DATASET ENTRIES =
'''

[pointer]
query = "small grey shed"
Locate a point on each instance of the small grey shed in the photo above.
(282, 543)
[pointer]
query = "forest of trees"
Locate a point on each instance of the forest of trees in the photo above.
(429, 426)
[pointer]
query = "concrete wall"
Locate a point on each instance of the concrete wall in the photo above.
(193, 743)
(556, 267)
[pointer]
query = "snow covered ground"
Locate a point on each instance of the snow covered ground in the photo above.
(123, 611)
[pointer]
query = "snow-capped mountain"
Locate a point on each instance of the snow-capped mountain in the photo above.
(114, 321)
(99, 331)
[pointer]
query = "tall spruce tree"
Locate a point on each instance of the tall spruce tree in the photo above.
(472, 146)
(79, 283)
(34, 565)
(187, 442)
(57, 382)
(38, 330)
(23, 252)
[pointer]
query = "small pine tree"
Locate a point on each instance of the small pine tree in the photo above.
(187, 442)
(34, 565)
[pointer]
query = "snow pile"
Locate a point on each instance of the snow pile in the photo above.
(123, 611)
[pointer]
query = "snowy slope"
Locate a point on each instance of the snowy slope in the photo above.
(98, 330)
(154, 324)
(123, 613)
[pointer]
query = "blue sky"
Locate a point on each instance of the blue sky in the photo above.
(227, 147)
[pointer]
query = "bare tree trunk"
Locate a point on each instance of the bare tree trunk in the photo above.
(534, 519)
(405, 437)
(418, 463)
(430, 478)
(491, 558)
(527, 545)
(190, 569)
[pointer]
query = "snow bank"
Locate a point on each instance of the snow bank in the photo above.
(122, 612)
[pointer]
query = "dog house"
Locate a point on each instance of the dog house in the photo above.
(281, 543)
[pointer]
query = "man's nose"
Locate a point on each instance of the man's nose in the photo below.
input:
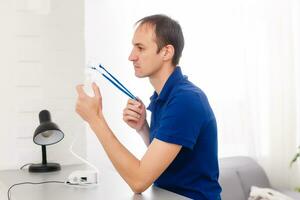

'''

WRITTEN INSTRUCTION = Which lines above contain the word "spruce"? Copy out each of them.

OUTPUT BELOW =
query = "tall spruce tree"
Locate a point on each instance of the tall spruce tree in the photo above.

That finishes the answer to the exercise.